* **Problem to work on**: Recast every line of the entries below as a Markdown table with the columns Row and Line. Number each row, and leave out blank lines.

* **Stored dataset items**:
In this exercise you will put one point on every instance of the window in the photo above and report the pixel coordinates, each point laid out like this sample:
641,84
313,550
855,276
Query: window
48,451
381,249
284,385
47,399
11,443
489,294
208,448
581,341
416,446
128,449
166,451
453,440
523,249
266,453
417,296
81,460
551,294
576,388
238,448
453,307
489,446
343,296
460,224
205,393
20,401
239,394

* **Task solution**:
| Row | Line |
|---|---|
| 1 | In this exercise you will put one point on every instance of the window in the photo above and report the pixel coordinates, each point laid out like this sample: |
| 2 | 641,84 |
| 3 | 313,550 |
| 4 | 855,276 |
| 5 | Query: window |
| 6 | 48,451 |
| 7 | 381,249 |
| 8 | 284,385 |
| 9 | 47,399 |
| 10 | 11,443 |
| 11 | 489,294 |
| 12 | 208,448 |
| 13 | 581,341 |
| 14 | 416,446 |
| 15 | 128,449 |
| 16 | 166,451 |
| 17 | 453,440 |
| 18 | 523,249 |
| 19 | 266,453 |
| 20 | 417,296 |
| 21 | 81,460 |
| 22 | 551,294 |
| 23 | 576,388 |
| 24 | 238,448 |
| 25 | 453,307 |
| 26 | 489,446 |
| 27 | 343,296 |
| 28 | 460,224 |
| 29 | 205,393 |
| 30 | 20,401 |
| 31 | 239,394 |